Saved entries
BEGIN

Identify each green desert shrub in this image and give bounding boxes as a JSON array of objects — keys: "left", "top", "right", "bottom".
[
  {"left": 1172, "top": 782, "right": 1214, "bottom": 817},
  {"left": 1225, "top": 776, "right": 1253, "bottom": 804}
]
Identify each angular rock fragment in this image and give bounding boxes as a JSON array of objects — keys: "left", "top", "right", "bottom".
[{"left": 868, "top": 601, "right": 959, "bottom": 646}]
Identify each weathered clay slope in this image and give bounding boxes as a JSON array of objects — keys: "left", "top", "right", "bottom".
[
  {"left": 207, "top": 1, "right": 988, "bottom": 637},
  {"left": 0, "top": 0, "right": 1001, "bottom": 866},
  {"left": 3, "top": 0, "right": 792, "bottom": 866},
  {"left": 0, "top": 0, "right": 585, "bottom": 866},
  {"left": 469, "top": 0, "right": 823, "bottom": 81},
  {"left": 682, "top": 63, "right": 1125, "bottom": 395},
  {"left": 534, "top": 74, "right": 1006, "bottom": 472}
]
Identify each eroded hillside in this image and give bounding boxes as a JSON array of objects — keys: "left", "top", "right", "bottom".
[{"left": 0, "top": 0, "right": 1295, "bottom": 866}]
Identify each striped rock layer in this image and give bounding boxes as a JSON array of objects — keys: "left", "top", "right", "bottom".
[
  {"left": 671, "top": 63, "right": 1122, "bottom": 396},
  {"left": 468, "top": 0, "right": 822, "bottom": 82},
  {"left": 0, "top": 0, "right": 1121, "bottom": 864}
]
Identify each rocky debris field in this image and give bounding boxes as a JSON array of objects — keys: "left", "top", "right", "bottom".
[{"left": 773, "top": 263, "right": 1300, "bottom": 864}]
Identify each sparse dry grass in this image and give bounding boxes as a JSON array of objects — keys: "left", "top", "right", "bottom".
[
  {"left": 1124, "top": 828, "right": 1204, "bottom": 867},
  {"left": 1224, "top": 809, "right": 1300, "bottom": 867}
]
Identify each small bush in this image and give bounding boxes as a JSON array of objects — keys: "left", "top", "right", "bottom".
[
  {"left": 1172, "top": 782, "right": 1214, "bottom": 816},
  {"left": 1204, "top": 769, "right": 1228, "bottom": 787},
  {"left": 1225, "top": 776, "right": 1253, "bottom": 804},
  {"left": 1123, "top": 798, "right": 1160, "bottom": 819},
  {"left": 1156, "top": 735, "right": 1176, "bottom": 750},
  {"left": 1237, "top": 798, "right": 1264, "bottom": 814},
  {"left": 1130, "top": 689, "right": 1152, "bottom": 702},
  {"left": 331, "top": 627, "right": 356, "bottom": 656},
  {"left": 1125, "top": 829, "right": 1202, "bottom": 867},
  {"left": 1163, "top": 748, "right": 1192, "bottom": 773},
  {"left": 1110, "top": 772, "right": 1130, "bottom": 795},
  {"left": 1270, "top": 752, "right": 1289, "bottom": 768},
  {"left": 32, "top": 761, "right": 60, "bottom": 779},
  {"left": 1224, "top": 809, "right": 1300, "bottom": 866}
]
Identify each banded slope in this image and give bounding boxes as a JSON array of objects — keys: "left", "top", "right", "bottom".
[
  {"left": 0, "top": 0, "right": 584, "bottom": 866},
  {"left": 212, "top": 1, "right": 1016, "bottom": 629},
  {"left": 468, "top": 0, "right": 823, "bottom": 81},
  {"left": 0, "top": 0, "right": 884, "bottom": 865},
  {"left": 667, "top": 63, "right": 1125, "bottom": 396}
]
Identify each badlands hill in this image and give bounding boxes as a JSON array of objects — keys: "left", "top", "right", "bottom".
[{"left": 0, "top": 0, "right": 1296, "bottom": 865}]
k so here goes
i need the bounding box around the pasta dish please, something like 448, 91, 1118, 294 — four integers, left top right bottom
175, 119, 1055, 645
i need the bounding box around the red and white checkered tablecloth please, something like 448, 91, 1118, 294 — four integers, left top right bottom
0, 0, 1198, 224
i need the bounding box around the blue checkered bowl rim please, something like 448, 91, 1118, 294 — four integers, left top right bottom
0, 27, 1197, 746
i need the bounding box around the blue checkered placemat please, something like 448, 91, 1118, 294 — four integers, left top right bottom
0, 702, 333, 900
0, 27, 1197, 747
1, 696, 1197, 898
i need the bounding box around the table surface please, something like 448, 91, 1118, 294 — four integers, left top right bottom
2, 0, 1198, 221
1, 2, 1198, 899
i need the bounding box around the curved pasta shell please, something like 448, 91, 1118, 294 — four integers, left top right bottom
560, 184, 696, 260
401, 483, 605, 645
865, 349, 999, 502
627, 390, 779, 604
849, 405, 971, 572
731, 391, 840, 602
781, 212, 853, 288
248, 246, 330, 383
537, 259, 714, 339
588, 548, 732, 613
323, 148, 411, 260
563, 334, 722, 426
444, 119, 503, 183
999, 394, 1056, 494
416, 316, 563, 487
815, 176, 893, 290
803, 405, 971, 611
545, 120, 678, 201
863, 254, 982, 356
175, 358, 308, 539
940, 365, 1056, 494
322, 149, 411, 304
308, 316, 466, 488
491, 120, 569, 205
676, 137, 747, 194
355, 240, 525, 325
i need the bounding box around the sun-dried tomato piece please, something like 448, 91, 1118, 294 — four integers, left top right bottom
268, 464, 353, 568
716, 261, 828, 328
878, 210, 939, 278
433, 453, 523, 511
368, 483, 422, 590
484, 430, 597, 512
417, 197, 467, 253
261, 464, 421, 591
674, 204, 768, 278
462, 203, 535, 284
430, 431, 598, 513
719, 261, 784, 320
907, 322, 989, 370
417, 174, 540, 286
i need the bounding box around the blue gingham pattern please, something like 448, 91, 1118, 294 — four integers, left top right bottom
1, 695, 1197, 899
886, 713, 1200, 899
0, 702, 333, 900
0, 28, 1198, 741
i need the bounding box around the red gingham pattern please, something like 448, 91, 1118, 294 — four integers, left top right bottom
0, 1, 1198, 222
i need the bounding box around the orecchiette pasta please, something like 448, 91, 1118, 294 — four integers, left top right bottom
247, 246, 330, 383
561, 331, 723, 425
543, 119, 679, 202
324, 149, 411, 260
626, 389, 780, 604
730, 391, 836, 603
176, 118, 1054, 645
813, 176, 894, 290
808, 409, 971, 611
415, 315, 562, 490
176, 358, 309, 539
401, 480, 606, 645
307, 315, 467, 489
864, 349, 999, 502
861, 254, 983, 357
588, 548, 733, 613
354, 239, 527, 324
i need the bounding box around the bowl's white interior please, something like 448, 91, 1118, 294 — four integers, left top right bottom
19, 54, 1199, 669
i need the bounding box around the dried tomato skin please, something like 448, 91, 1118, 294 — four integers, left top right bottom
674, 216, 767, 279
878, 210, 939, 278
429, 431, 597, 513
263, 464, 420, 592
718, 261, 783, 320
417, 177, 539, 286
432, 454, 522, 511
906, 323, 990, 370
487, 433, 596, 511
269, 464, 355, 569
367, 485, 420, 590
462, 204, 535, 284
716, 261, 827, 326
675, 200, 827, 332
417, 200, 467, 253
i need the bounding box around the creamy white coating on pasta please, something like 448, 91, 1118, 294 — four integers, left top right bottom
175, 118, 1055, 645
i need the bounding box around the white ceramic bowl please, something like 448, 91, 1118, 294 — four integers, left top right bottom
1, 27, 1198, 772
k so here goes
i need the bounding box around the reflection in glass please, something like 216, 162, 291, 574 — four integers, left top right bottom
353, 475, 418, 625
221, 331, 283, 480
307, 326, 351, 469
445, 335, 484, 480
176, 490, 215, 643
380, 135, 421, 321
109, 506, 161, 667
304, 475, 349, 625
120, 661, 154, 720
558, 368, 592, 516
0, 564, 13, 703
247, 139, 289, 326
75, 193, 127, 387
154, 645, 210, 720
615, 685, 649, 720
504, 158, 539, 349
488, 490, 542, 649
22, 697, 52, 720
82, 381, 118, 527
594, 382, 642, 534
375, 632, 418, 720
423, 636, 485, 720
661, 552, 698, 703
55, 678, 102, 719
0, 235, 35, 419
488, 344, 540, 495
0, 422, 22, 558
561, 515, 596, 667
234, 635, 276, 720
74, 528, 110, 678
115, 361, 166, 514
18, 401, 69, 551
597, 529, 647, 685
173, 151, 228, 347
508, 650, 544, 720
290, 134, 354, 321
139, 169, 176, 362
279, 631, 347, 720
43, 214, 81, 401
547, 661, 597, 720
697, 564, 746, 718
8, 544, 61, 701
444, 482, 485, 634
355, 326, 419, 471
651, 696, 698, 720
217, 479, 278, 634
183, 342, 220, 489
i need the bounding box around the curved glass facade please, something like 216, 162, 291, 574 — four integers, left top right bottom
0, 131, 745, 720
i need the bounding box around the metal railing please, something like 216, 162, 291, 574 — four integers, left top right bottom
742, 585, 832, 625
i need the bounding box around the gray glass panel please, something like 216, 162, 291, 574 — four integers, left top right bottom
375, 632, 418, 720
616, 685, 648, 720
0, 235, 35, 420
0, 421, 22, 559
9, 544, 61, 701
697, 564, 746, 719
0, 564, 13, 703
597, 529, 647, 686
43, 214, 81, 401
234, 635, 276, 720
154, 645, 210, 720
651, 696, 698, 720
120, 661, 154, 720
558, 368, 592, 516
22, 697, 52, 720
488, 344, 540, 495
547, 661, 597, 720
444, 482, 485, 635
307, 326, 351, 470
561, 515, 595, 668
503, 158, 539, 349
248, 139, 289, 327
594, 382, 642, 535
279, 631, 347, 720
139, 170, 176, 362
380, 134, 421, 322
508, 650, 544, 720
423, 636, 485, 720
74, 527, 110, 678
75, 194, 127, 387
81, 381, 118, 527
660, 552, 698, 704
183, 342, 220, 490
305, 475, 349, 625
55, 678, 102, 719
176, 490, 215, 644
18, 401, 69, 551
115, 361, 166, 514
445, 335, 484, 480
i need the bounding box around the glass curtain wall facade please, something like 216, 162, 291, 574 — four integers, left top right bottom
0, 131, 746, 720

END

# How to complete this task:
Return word for word the line with "i need the bounding box around the metal" and every line after it through the end of the records above.

# Output for this exercise:
i need the bounding box around the metal railing please, something like 216, 162, 291, 574 — four integers, left top right bottom
742, 585, 832, 625
i need the bounding box around the gray glass panel please, something like 216, 162, 291, 574 — four integers, left top right bottom
375, 632, 418, 720
616, 685, 648, 720
0, 235, 35, 420
0, 421, 22, 559
9, 544, 61, 701
697, 564, 746, 719
0, 564, 13, 703
597, 529, 647, 686
43, 214, 81, 401
234, 635, 276, 720
154, 645, 210, 720
651, 696, 698, 720
120, 661, 154, 720
558, 368, 592, 516
22, 697, 52, 720
488, 344, 540, 495
547, 661, 597, 720
444, 482, 485, 635
307, 326, 351, 470
561, 515, 595, 668
503, 158, 539, 349
248, 139, 289, 327
594, 382, 642, 535
279, 631, 347, 720
139, 170, 176, 362
380, 134, 421, 322
508, 650, 544, 720
423, 636, 485, 720
74, 527, 110, 678
75, 194, 127, 387
81, 381, 118, 527
660, 552, 698, 704
183, 342, 220, 490
305, 475, 349, 625
55, 678, 102, 719
176, 490, 215, 644
18, 401, 69, 551
115, 361, 166, 514
445, 335, 484, 480
i need the bounding box around the glass curtain wall facade please, something like 216, 162, 291, 574 — four integers, left top right bottom
0, 131, 746, 720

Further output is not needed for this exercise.